Task prompt:
Quote the stretch of the Docker Hub recovery runbook from "Steps to recover" through "retry of release-on-bump.yml.".

Source passage:
Skip to content

Docker Hub recovery runbook

Steps to recover from a half-published release where one registry (docker.io or ghcr.io) accepted a per-arch push but the other failed, leaving an orphan arch-suffixed tag that blocks a clean retry of release-on-bump.yml.

This runbook is referenced from the auto-filed release-on-bump-failure issue body. The issue body intentionally links here rather than embedding the snippets inline, so:

  • The snippets stay correct (JSON construction via jq -n is quote-safe, unlike shell-interpolated JSON).
  • The procedure is one file to update if Docker Hub's API contract changes, not N copies across the workflow.

When this applies

The push loop inside release-on-bump.yml per-arch jobs runs docker.io first, then ghcr.io. The two failure modes are:

  • docker.io push failed. Nothing was pushed to either registry for that arch. No registry-side cleanup needed; only the GitHub release / tag needs deleting before the retry.
  • ghcr.io push failed after docker.io succeeded. docker.io has the arch-suffixed tag ({version}-{arch}) but ghcr.io does not. The manifest job is skipped, so neither registry has the unsuffixed {version} or :latest tags. Recovery requires deleting the orphan docker.io arch tag before retrying, otherwise the next push would push to a tag that already exists.

Prerequisites

  • A Docker Hub access token with Delete scope. Use the DOCKERHUB_TOKEN_DELETE repository secret value (the _RW token returns 401 on the tag-delete endpoint). Fetch the secret value via the Docker Hub UI or your local secret vault — do not print gh secret values inside the auto-filed issue body.
  • DOCKERHUB_USERNAME matching the repo owner (rvenutolo).
  • A failing run identified in the release-on-bump-failure issue — record VERSION (the pin version, e.g. 20260516-deadbee) and ARCH (amd64 or arm64) before starting.

Step-by-step

1. Delete the GitHub release + tag

Release-creation is gated on tag-doesn't-exist; if you don't delete the orphan release first, the retry will skip the release step and the recovery is incomplete.

VERSION="<pin-version>"            # e.g. 20260516-deadbee
gh release delete "${VERSION}" \
  --repo rvenutolo/linPEAS-flake \
  --cleanup-tag --yes

2. Delete the orphan docker.io arch tag

Only required if ghcr.io failed after docker.io succeeded. Skip to step 3 otherwise.

The simplest path is the Docker Hub web UI: navigate to rvenutolo/linpeas tags, find {VERSION}-{ARCH}, click "Delete".

For automation / scripted recovery, use the API:

DOCKERHUB_USERNAME=rvenutolo
DOCKERHUB_TOKEN="<paste DOCKERHUB_TOKEN_DELETE value>"

Dataset excerpts:

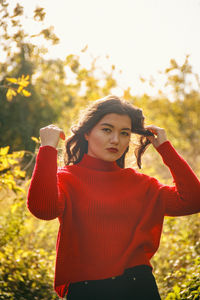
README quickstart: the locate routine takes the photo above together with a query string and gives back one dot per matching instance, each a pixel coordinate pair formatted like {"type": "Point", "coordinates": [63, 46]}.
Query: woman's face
{"type": "Point", "coordinates": [110, 137]}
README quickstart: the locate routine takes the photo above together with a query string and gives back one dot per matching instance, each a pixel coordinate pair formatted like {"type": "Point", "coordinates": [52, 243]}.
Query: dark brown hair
{"type": "Point", "coordinates": [76, 145]}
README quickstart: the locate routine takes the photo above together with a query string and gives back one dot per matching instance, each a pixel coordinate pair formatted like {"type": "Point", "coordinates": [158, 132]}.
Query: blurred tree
{"type": "Point", "coordinates": [21, 118]}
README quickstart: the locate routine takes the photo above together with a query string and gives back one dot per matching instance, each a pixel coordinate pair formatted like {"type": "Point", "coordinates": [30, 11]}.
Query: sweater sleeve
{"type": "Point", "coordinates": [46, 199]}
{"type": "Point", "coordinates": [184, 197]}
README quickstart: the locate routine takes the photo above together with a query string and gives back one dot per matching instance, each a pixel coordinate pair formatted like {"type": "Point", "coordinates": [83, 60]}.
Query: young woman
{"type": "Point", "coordinates": [110, 216]}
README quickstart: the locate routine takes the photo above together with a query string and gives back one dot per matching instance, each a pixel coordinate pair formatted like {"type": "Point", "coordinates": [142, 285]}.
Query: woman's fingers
{"type": "Point", "coordinates": [159, 135]}
{"type": "Point", "coordinates": [62, 135]}
{"type": "Point", "coordinates": [50, 135]}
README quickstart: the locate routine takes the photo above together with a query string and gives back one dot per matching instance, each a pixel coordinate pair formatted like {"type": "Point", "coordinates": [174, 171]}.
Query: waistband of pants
{"type": "Point", "coordinates": [130, 273]}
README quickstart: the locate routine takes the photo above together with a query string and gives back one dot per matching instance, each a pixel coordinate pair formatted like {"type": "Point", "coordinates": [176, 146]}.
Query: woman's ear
{"type": "Point", "coordinates": [86, 136]}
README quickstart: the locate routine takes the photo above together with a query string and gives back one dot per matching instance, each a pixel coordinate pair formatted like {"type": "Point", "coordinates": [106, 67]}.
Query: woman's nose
{"type": "Point", "coordinates": [115, 139]}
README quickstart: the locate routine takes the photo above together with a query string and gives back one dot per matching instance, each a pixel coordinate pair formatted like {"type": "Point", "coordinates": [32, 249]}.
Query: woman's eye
{"type": "Point", "coordinates": [125, 133]}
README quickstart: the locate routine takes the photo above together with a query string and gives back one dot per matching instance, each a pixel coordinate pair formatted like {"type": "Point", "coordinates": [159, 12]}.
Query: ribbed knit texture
{"type": "Point", "coordinates": [110, 218]}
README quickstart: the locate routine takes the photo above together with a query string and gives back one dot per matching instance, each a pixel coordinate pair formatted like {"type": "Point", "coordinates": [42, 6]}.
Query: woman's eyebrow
{"type": "Point", "coordinates": [110, 125]}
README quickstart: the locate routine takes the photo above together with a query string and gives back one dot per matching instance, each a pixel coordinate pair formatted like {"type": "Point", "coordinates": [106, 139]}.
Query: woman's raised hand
{"type": "Point", "coordinates": [50, 135]}
{"type": "Point", "coordinates": [159, 135]}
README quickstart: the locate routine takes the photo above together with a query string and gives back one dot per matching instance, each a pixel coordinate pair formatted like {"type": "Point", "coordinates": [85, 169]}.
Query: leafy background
{"type": "Point", "coordinates": [34, 92]}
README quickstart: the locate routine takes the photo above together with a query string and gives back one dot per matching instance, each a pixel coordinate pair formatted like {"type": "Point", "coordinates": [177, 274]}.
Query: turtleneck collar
{"type": "Point", "coordinates": [98, 164]}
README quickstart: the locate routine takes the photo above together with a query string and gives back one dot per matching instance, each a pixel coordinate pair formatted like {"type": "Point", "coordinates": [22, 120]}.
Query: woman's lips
{"type": "Point", "coordinates": [113, 150]}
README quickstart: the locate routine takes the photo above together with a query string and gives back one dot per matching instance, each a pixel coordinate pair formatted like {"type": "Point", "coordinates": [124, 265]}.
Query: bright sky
{"type": "Point", "coordinates": [139, 36]}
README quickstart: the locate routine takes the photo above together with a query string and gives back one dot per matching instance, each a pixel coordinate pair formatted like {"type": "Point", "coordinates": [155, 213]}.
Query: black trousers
{"type": "Point", "coordinates": [137, 283]}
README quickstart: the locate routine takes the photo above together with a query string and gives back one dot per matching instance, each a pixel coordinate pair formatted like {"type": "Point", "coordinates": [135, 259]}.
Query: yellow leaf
{"type": "Point", "coordinates": [4, 150]}
{"type": "Point", "coordinates": [35, 139]}
{"type": "Point", "coordinates": [23, 81]}
{"type": "Point", "coordinates": [26, 93]}
{"type": "Point", "coordinates": [10, 93]}
{"type": "Point", "coordinates": [20, 88]}
{"type": "Point", "coordinates": [13, 80]}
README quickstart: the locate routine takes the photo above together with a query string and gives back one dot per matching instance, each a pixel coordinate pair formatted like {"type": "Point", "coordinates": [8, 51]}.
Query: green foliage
{"type": "Point", "coordinates": [59, 91]}
{"type": "Point", "coordinates": [26, 269]}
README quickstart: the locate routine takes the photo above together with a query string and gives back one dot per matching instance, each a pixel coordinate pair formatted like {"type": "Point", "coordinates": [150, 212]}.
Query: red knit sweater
{"type": "Point", "coordinates": [110, 218]}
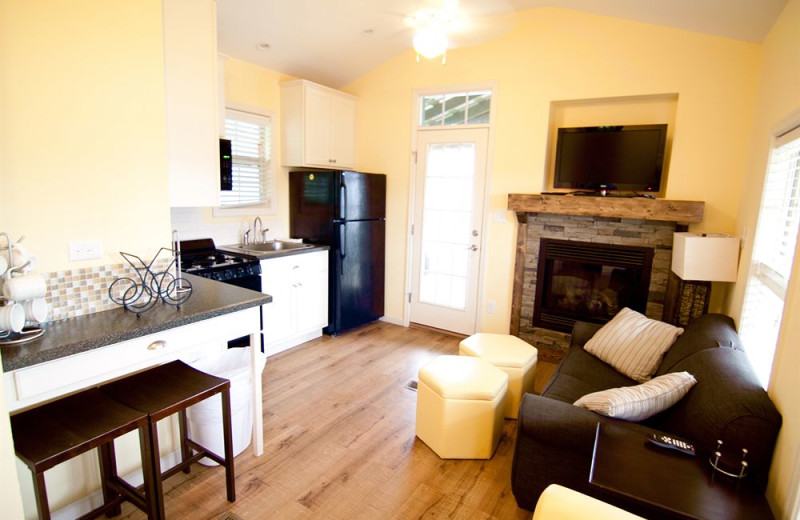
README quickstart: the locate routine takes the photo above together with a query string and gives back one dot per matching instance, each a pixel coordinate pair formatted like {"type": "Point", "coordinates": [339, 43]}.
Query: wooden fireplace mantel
{"type": "Point", "coordinates": [681, 211]}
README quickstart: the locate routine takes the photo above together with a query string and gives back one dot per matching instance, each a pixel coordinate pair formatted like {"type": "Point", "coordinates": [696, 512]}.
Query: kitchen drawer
{"type": "Point", "coordinates": [38, 383]}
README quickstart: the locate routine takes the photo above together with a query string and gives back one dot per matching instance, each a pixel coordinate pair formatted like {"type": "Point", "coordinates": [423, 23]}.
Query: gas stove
{"type": "Point", "coordinates": [202, 258]}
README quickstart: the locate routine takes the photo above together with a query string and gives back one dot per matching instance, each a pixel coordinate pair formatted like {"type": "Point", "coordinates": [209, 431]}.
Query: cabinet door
{"type": "Point", "coordinates": [311, 292]}
{"type": "Point", "coordinates": [318, 128]}
{"type": "Point", "coordinates": [277, 279]}
{"type": "Point", "coordinates": [343, 136]}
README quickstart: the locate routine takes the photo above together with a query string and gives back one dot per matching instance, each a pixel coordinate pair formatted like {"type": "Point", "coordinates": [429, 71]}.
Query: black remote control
{"type": "Point", "coordinates": [665, 441]}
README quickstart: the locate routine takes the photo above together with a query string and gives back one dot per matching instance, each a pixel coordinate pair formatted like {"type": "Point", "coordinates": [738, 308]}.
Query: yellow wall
{"type": "Point", "coordinates": [556, 54]}
{"type": "Point", "coordinates": [83, 150]}
{"type": "Point", "coordinates": [82, 147]}
{"type": "Point", "coordinates": [778, 97]}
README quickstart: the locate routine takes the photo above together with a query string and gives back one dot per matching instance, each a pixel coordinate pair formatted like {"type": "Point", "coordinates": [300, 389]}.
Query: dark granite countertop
{"type": "Point", "coordinates": [266, 255]}
{"type": "Point", "coordinates": [75, 335]}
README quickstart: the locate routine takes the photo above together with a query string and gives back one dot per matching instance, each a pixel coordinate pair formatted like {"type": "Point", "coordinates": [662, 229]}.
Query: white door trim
{"type": "Point", "coordinates": [415, 128]}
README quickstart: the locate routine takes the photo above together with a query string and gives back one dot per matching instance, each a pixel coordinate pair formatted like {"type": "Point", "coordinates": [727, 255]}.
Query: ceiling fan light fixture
{"type": "Point", "coordinates": [430, 42]}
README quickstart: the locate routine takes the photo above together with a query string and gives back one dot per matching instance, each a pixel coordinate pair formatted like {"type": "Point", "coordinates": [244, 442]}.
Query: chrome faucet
{"type": "Point", "coordinates": [260, 229]}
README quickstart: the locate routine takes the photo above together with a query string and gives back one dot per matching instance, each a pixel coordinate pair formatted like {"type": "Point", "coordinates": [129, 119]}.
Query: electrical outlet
{"type": "Point", "coordinates": [85, 250]}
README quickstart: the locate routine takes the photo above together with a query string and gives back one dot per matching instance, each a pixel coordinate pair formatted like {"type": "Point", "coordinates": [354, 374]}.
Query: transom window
{"type": "Point", "coordinates": [455, 108]}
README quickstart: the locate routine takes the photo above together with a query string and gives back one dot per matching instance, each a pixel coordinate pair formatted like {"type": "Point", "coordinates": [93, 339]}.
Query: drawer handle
{"type": "Point", "coordinates": [157, 345]}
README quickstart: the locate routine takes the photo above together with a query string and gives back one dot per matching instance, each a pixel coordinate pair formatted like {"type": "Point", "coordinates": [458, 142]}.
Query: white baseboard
{"type": "Point", "coordinates": [393, 320]}
{"type": "Point", "coordinates": [292, 342]}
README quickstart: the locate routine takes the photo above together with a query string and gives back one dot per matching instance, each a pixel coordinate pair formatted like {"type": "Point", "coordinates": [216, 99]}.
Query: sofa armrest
{"type": "Point", "coordinates": [582, 332]}
{"type": "Point", "coordinates": [558, 424]}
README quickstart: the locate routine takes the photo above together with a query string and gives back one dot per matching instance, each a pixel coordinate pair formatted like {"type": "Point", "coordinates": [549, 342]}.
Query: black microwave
{"type": "Point", "coordinates": [225, 165]}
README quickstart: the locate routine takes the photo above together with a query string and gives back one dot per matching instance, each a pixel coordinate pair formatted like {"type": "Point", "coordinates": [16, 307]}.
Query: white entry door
{"type": "Point", "coordinates": [447, 229]}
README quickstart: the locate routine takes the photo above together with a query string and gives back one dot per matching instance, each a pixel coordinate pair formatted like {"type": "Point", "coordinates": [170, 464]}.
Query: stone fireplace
{"type": "Point", "coordinates": [588, 281]}
{"type": "Point", "coordinates": [638, 229]}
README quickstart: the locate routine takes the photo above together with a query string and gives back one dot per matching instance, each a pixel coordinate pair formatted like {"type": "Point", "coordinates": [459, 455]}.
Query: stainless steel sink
{"type": "Point", "coordinates": [272, 245]}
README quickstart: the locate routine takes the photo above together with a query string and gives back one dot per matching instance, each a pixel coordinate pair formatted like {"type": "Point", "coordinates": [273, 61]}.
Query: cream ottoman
{"type": "Point", "coordinates": [510, 354]}
{"type": "Point", "coordinates": [460, 403]}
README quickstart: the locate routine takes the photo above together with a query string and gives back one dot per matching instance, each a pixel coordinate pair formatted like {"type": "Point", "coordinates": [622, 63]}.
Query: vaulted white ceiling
{"type": "Point", "coordinates": [334, 42]}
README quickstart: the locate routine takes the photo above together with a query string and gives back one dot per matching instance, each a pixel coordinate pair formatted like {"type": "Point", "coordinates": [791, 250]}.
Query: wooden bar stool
{"type": "Point", "coordinates": [168, 389]}
{"type": "Point", "coordinates": [60, 430]}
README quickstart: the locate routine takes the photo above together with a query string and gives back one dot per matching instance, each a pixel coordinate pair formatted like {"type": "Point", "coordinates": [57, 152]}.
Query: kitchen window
{"type": "Point", "coordinates": [773, 254]}
{"type": "Point", "coordinates": [253, 192]}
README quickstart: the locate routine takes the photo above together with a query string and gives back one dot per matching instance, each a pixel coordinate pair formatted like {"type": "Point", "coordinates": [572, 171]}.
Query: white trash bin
{"type": "Point", "coordinates": [205, 417]}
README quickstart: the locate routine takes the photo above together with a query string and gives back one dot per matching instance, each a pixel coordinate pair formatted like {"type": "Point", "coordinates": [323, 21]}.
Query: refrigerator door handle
{"type": "Point", "coordinates": [342, 198]}
{"type": "Point", "coordinates": [342, 246]}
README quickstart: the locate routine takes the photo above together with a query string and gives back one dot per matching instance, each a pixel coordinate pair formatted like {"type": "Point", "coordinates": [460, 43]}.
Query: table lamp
{"type": "Point", "coordinates": [697, 260]}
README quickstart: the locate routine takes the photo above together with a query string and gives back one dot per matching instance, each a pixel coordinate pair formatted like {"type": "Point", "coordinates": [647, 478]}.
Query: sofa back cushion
{"type": "Point", "coordinates": [706, 331]}
{"type": "Point", "coordinates": [726, 404]}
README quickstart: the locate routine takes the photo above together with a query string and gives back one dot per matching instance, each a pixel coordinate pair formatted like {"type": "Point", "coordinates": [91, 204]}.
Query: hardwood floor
{"type": "Point", "coordinates": [339, 442]}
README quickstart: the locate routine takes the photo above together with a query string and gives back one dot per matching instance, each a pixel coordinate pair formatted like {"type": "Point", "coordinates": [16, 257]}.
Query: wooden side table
{"type": "Point", "coordinates": [661, 483]}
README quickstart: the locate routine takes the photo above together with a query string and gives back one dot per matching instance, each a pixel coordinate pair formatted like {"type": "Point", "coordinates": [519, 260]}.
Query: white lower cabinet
{"type": "Point", "coordinates": [298, 285]}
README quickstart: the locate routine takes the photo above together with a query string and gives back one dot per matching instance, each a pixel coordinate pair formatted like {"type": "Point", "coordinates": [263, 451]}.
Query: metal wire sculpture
{"type": "Point", "coordinates": [141, 295]}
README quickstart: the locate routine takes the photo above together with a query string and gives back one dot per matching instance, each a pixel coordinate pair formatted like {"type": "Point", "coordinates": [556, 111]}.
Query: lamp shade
{"type": "Point", "coordinates": [710, 257]}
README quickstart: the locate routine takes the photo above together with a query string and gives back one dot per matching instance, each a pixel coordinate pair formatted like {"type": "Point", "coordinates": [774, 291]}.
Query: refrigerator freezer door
{"type": "Point", "coordinates": [362, 196]}
{"type": "Point", "coordinates": [312, 197]}
{"type": "Point", "coordinates": [357, 275]}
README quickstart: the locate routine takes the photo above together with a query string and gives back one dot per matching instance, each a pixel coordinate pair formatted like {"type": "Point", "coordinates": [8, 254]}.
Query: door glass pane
{"type": "Point", "coordinates": [446, 224]}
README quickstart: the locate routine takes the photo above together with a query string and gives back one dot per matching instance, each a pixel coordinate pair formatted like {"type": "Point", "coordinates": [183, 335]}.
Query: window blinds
{"type": "Point", "coordinates": [773, 253]}
{"type": "Point", "coordinates": [251, 157]}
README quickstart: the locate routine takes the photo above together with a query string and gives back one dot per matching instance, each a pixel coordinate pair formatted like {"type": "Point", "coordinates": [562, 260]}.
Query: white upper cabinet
{"type": "Point", "coordinates": [190, 82]}
{"type": "Point", "coordinates": [317, 126]}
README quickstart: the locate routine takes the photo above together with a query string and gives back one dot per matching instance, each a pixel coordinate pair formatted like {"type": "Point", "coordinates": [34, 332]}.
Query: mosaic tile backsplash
{"type": "Point", "coordinates": [83, 291]}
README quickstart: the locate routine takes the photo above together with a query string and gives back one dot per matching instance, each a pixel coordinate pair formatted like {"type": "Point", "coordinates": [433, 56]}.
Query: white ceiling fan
{"type": "Point", "coordinates": [445, 24]}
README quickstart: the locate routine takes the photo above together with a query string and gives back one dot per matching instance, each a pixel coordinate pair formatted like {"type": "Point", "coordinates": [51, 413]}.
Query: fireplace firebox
{"type": "Point", "coordinates": [588, 281]}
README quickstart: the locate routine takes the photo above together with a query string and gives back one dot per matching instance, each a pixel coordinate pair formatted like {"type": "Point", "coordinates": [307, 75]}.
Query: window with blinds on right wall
{"type": "Point", "coordinates": [773, 253]}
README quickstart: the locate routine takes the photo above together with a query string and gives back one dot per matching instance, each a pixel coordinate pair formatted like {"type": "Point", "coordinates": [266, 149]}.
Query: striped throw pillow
{"type": "Point", "coordinates": [633, 344]}
{"type": "Point", "coordinates": [637, 403]}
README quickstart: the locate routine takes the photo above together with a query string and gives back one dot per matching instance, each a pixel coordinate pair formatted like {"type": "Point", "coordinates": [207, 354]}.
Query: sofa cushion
{"type": "Point", "coordinates": [580, 373]}
{"type": "Point", "coordinates": [706, 331]}
{"type": "Point", "coordinates": [636, 403]}
{"type": "Point", "coordinates": [633, 343]}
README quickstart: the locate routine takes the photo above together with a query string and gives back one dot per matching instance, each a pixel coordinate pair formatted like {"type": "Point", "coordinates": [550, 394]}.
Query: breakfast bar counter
{"type": "Point", "coordinates": [84, 333]}
{"type": "Point", "coordinates": [85, 351]}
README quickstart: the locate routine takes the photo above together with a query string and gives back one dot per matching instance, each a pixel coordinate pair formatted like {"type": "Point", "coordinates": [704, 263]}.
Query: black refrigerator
{"type": "Point", "coordinates": [345, 210]}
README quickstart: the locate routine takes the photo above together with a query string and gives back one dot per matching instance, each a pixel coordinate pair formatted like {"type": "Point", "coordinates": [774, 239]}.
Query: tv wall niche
{"type": "Point", "coordinates": [612, 111]}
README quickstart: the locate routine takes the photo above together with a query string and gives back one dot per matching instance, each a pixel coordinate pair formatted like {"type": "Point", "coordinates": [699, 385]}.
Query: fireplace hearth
{"type": "Point", "coordinates": [589, 281]}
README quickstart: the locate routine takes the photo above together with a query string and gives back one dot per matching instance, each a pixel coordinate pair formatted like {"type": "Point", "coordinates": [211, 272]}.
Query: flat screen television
{"type": "Point", "coordinates": [625, 158]}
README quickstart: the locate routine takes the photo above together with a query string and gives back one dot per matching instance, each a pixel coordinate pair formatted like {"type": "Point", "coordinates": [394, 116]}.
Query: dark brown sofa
{"type": "Point", "coordinates": [555, 439]}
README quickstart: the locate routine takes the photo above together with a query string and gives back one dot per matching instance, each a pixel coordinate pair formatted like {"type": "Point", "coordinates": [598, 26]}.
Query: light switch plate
{"type": "Point", "coordinates": [85, 250]}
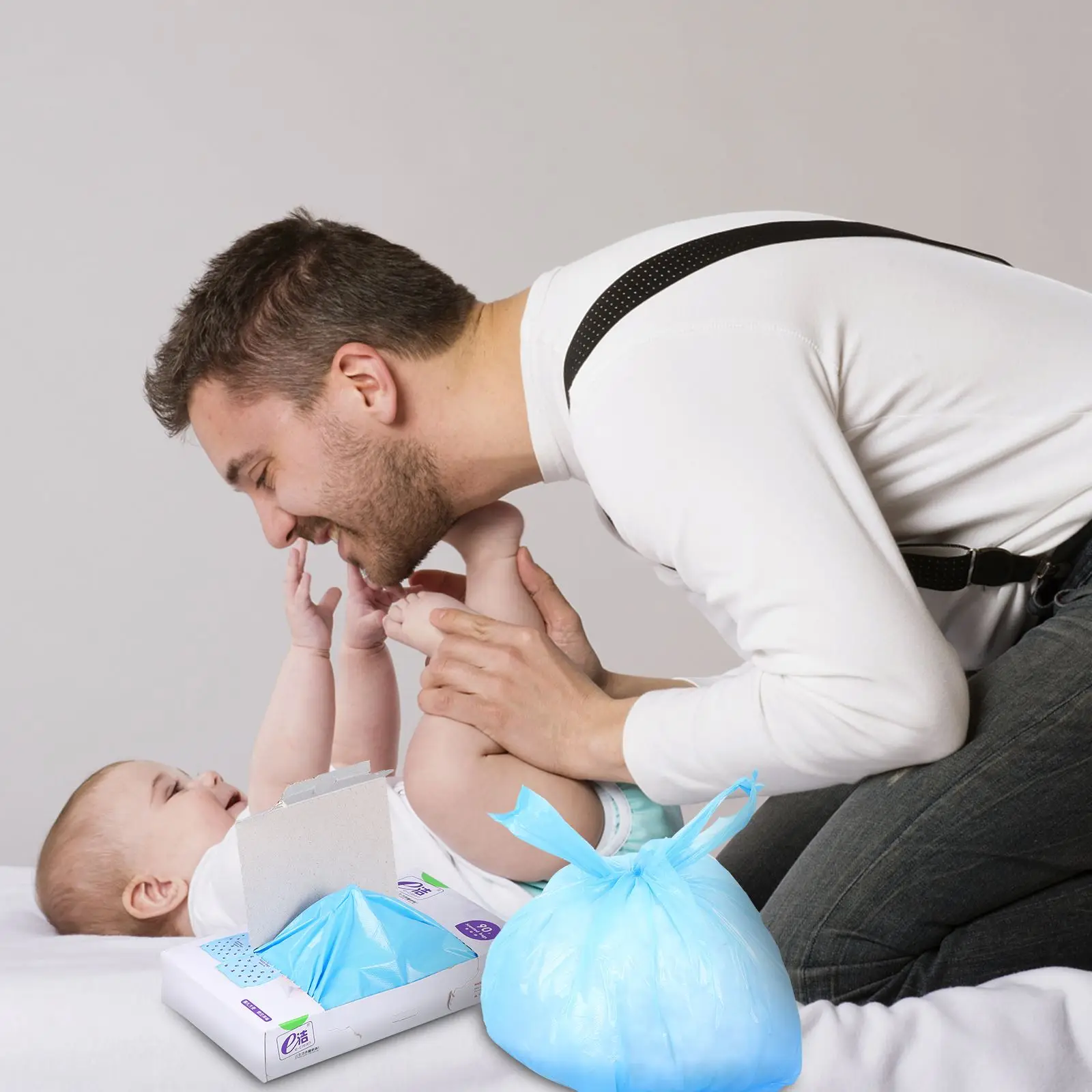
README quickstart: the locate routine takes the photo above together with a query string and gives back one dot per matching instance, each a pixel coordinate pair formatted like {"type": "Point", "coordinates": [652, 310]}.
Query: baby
{"type": "Point", "coordinates": [145, 849]}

Response for this exercise:
Steps to recover from a half-published release where one registry (docker.io or ghcr.io) accepted a per-arch push but the other failed, leaving an orphan arch-suffixed tag that blocks a clean retry of release-on-bump.yml.